━━━ 提示文
Polity Press: Cambridge 2004

* * * * * * * * * *

ピーター・バークの本は出れば目を通す。網羅的であるがゆえに結構がっくりすることが多いのだが、これは面白かった。もともと歴史記述を専攻しようとしていたから、得意な分野なのかもしれない。以前、アナールの歴史も岩波から出ていた。

文化史の出発点はブルクハルトらしい。彼のイタリア・ルネサンス論は1860年。文化史を意識的に歴史学の遡上に載せたのはカール・ランプレヒトだと史学概論で習ったような気もするが、内容を考えればまあブルクハルトが正しいのだろう。バークの主著がイタリアルネサンス論であり、それが脱ブルクハルトを目指したものであったという事実は、たしかにバークのブルクハルトびいきを予想はさせるが、まあそれはおくとしよう。

何でこんな本を読んだかというと、文化史を叙述するのは難しいと感じているからである。教科書にせよ通史にせよ文化に触れないものはないけれど、政治や経済をかたったあとでとってつけたように論じられるものが多い。鎌倉文化といえば運慶と快慶ね、といったような。政治や経済に比べ、文化はおまけであるという意識。私は個人的にこれをどうにかしたいのだが、そもそも文化が何をさすのか、そして何を対象とすれば文化史になるのか、それがわかったとてではどうすれば叙述に文化を組み込めるようになるのかよくわからない。絵画も彫刻も音楽も文化だろうけど、それだけが文化じゃない。
━━━━━━
━━━ 提供情報
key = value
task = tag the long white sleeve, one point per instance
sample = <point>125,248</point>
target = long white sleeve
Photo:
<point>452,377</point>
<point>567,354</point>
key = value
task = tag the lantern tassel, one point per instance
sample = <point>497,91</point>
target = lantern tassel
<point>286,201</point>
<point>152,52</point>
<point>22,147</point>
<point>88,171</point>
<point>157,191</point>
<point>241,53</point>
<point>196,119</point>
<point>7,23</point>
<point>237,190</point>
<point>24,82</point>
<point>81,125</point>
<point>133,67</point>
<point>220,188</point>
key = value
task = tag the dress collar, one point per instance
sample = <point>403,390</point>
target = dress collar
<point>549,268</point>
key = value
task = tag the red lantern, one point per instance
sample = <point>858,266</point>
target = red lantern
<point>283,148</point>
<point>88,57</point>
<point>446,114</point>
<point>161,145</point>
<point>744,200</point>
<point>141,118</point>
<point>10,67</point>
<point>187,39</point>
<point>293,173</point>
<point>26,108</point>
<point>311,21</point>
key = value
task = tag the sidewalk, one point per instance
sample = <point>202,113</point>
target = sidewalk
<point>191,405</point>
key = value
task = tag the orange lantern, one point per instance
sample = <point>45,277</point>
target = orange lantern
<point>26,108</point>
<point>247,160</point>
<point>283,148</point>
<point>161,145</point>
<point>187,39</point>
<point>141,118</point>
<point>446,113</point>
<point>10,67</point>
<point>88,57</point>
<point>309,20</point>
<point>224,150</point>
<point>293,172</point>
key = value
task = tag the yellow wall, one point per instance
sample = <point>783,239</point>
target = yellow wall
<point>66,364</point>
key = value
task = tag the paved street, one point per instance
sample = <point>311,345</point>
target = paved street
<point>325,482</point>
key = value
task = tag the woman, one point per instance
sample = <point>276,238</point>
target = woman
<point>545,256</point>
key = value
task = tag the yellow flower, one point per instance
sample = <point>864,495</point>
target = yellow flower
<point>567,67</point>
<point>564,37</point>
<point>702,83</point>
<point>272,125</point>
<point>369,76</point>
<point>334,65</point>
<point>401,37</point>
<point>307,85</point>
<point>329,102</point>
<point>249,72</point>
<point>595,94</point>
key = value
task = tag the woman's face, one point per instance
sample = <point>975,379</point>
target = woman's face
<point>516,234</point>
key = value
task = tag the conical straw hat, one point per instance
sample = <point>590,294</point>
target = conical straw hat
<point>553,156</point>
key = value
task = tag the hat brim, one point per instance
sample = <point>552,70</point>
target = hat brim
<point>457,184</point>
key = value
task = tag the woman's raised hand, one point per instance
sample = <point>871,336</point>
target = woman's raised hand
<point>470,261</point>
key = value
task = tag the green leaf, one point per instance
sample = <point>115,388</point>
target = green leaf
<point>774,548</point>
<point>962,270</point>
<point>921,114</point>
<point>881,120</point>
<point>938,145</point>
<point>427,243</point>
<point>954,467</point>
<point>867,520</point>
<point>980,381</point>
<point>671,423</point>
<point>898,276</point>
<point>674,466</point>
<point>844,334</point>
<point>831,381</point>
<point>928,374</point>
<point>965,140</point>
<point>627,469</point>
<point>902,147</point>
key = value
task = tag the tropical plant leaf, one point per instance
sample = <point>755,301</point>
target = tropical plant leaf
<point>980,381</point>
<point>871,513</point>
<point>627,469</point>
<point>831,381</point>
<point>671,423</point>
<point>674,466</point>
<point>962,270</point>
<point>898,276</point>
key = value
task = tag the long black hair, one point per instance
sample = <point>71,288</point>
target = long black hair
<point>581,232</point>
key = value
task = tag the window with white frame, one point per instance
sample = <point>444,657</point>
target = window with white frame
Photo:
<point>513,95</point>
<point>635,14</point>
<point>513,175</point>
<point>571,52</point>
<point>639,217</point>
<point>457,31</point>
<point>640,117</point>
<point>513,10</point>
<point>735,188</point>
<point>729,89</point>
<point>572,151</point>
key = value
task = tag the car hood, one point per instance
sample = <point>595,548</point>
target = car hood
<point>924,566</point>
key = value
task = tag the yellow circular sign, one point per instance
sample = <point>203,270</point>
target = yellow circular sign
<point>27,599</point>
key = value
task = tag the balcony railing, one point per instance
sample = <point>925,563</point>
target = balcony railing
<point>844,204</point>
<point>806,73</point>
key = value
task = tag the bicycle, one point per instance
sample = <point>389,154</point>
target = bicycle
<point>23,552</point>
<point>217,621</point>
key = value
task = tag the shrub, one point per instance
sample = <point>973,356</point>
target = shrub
━━━━━━
**出題 1**
バークの本の感想文について、次の問いに答えること。
(a) ブルクハルトのイタリア・ルネサンス論は何年のものか。
(b) 以前、アナールの歴史はどこから出ていたか。
(c) 鎌倉文化といえば誰と誰だと書かれているか。
**出題 2**
バークの本の感想文に名前が出てくる人物をすべて挙げること。
**出題 3**
バークの本の感想文を、最後の文のあとから書き進めてください。

**記述解答 1**
(a) 1860年
(b) 岩波
(c) 運慶と快慶

**記述解答 2**
ピーター・バーク、ブルクハルト、カール・ランプレヒト、運慶、快慶

**記述解答 3**
しかしいまや文化史の時代らしい。政治史や経済史のかわりに文化史ではない。衣装、涙、収集、性、小道具など、かつてであれば「パンくずと化した歴史」と揶揄された対象が、歴史学の前面に立とうとしている。政治史も政治文化史、経済史も経済文化史として文化史という枠組みに包接される。歴史=文化史。文化史という妖怪が這いまわっとる。いや別に悪いことではないけれど。でもバークは、いずれ旗色が悪くなるだろうねとは言っている。栄枯盛衰。

あまりの翻訳の酷さにここでも何度かこき下ろしたが、最近法政大学出版局はよい本が増えた。編集体制が変わったのだろうか。